[Excerpts from point annotation data]
====================

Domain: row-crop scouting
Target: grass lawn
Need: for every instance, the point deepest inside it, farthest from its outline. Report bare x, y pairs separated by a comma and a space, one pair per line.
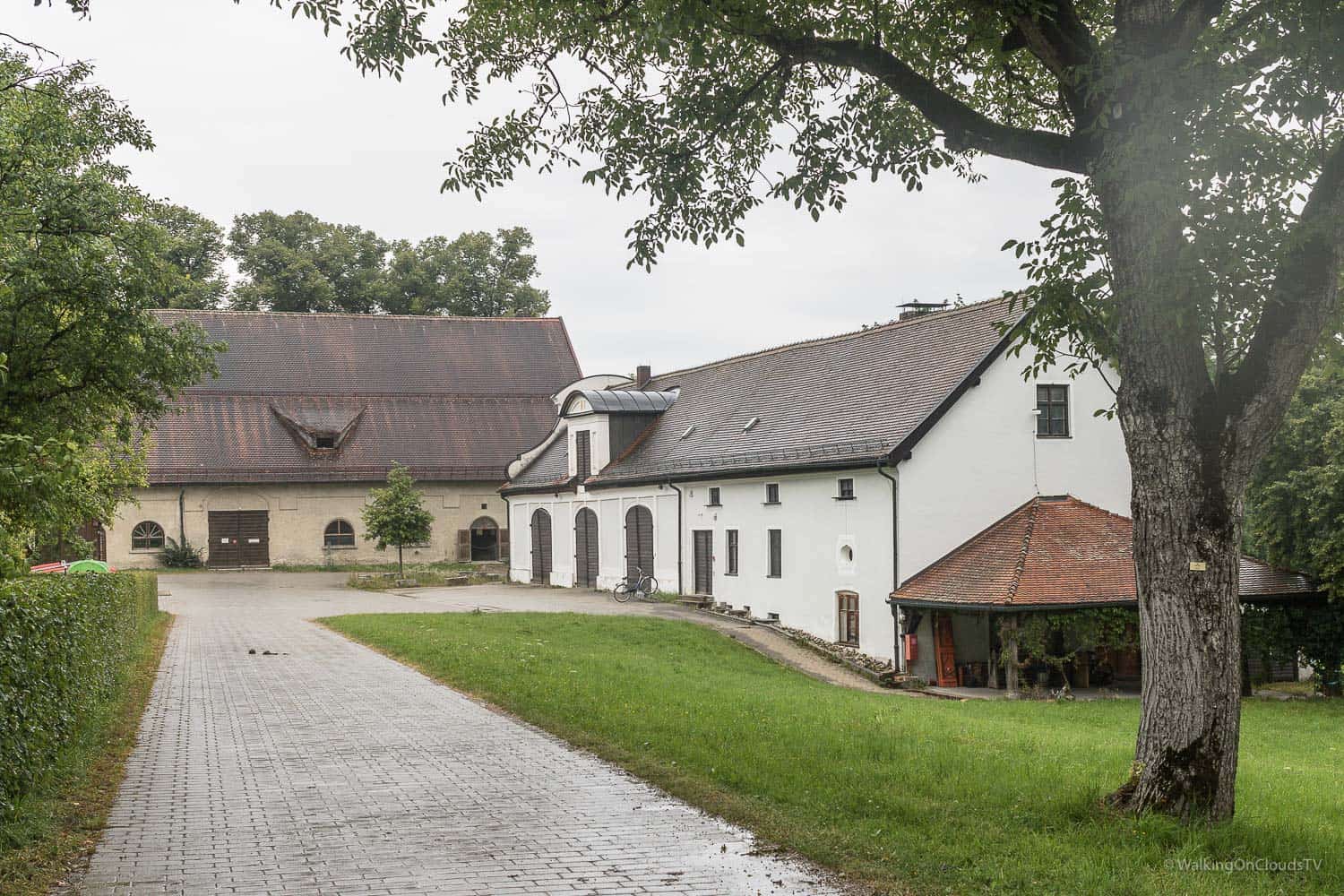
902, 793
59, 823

====================

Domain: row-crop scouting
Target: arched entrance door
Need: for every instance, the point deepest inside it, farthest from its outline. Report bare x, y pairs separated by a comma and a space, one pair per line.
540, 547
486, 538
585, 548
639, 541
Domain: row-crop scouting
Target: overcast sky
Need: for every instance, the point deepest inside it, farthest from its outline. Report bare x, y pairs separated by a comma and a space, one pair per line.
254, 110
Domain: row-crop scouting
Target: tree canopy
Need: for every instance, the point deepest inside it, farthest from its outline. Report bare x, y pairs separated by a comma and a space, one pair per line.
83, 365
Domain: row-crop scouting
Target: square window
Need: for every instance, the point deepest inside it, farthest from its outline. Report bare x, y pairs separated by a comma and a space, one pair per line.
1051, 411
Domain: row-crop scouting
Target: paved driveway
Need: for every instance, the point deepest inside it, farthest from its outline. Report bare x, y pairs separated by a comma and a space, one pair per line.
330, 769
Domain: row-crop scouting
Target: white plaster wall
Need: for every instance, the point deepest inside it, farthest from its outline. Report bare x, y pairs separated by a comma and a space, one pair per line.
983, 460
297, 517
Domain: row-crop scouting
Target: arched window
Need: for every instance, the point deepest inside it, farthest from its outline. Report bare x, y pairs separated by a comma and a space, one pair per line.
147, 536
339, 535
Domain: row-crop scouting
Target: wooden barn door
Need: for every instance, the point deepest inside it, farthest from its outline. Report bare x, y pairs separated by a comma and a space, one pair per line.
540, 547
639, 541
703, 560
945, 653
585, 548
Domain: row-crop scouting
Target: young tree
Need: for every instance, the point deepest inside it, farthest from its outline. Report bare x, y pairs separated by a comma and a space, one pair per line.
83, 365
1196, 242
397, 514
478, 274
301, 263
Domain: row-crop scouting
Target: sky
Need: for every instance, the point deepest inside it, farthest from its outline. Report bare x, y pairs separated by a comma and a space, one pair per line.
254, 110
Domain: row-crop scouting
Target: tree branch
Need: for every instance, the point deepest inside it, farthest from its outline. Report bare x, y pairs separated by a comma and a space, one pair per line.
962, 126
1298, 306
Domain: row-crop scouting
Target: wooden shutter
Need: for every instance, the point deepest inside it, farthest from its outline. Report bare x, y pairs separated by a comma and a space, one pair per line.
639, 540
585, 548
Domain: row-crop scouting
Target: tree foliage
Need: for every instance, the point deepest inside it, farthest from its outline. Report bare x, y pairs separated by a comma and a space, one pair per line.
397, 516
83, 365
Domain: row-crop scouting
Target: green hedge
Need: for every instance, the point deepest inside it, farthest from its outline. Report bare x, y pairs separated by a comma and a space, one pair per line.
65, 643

====================

» **Given exercise**
Pull out every line in the rows above that contains the string "wooden".

» **In response**
Target: wooden barn door
Target: wooden shutter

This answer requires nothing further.